Required action 1
In the Trinity Sunday reflection, when does Trinity Sunday fall?
Required action 2
List every question in the bulleted list of the Trinity Sunday reflection.
Required action 3
The Trinity Sunday reflection suggests considering God's full presence in the Spirit on Trinity Sunday. What background does the writer give for that suggestion?

Selected text
————————

For more commentary on this week's readings, see the Reflections on the Lectionary page, which includes Sawyer's current Living by the Word column as well as past magazine and blog content. For full-text access to all articles, subscribe to the Century.

In my church we've been exploring the idea that God is fully present in each person of the Trinity. Recently our focus has been on the Holy Spirit. On Trinity Sunday, a week after Pentecost, it might be fruitful to consider the implications of this full presence of God in the Spirit.

We could ask these questions:

  • Is there any place where the Spirit of God is not present?
  • Is the ruach/breath/spirit of God/Spirit God?
  • How is the "breath of life" similar to or different from the breath or Spirit of God?
  • If God the Spirit is present, how would we recognize that presence? (Does it look like a man from Nazareth?)

The creation story in Genesis 1 recounts that at the beginning of creation the "Spirit (ruach) of God was moving over the face of the waters." Later it's noted that God has given as food every seed-bearing plant and tree to human beings--and to "everything that has the breath (ruach) of life."

In Psalm 104, the psalmist says this of God's relationship to all creatures, who look to God for food:

When you take away their breath (ruach), they die and return to their dust. When you send forth your spirit (ruach), they are created.

————————

Raw data
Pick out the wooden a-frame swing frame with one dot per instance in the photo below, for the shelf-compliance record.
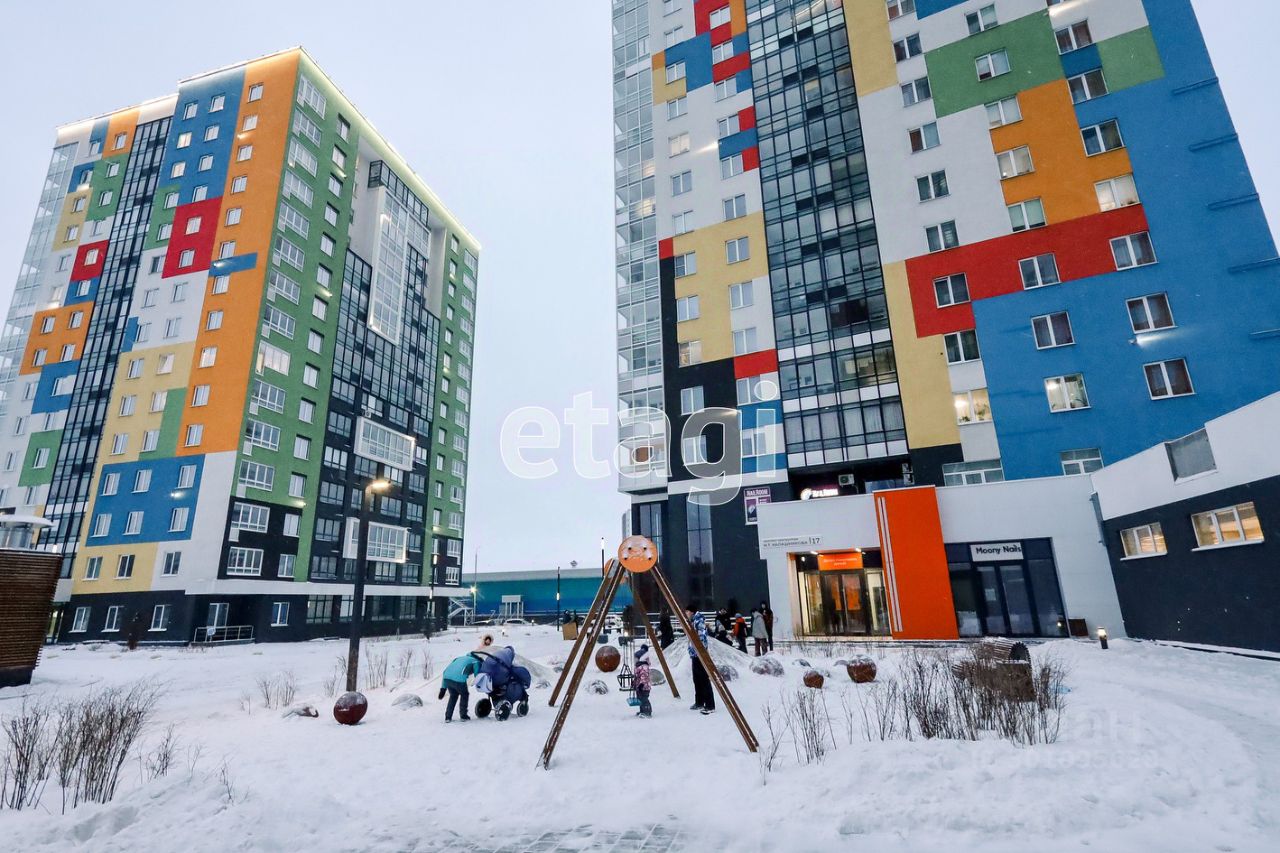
(580, 656)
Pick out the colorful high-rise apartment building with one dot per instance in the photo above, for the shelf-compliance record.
(240, 308)
(918, 242)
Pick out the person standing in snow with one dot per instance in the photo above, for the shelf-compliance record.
(759, 632)
(768, 621)
(704, 699)
(456, 675)
(666, 633)
(643, 682)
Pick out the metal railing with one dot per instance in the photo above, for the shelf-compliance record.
(210, 635)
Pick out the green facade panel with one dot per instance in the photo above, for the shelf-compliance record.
(1033, 60)
(1130, 59)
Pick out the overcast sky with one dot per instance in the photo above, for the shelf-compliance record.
(504, 109)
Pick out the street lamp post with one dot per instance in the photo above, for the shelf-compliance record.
(357, 605)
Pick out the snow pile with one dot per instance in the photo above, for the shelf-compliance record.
(1161, 748)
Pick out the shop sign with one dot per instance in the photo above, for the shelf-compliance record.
(996, 551)
(752, 501)
(791, 542)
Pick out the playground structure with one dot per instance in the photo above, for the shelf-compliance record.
(636, 556)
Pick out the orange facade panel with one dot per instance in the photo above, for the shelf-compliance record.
(67, 327)
(241, 304)
(1064, 176)
(915, 564)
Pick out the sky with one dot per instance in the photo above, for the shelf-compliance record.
(504, 109)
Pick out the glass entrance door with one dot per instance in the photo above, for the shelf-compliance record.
(841, 603)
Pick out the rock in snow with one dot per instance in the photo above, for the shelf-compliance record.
(768, 666)
(407, 701)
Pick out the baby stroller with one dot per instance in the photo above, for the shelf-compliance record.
(504, 684)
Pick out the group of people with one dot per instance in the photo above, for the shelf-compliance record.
(734, 630)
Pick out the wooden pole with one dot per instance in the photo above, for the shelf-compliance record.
(581, 635)
(705, 658)
(653, 638)
(593, 632)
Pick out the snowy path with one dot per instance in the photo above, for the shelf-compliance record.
(1161, 749)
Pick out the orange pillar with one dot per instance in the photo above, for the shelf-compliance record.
(915, 564)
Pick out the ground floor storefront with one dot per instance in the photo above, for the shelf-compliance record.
(1020, 559)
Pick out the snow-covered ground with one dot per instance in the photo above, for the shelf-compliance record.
(1161, 749)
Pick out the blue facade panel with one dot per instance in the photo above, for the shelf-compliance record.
(1205, 226)
(201, 95)
(45, 400)
(161, 496)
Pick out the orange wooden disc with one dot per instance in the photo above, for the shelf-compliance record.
(638, 555)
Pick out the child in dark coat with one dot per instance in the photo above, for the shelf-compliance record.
(643, 682)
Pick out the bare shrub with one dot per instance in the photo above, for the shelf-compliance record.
(277, 690)
(375, 670)
(405, 664)
(31, 748)
(159, 761)
(809, 725)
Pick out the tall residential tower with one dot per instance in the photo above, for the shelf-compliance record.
(238, 306)
(919, 242)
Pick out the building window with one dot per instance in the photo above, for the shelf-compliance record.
(735, 208)
(951, 290)
(691, 400)
(686, 309)
(961, 346)
(1191, 455)
(1087, 86)
(1027, 214)
(1066, 392)
(899, 8)
(1133, 250)
(690, 352)
(906, 48)
(924, 137)
(1169, 379)
(1080, 461)
(1144, 541)
(1052, 331)
(917, 91)
(1230, 525)
(1073, 37)
(686, 264)
(932, 186)
(1040, 270)
(942, 236)
(1150, 313)
(1116, 192)
(973, 406)
(1100, 138)
(245, 561)
(992, 64)
(1014, 163)
(973, 473)
(982, 19)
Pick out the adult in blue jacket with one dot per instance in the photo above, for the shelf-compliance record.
(456, 683)
(704, 699)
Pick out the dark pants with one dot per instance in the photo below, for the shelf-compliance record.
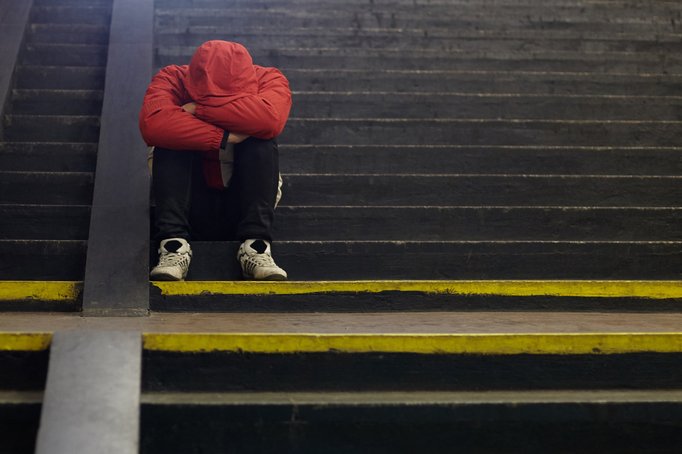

————————

Task answer 1
A week after Pentecost.

Task answer 2
- Is there any place where the Spirit of God is not present?
- Is the ruach/breath/spirit of God/Spirit God?
- How is the "breath of life" similar to or different from the breath or Spirit of God?
- If God the Spirit is present, how would we recognize that presence? (Does it look like a man from Nazareth?)

Task answer 3
The writer's church has been exploring the idea that God is fully present in each person of the Trinity. Its recent focus has been on the Holy Spirit.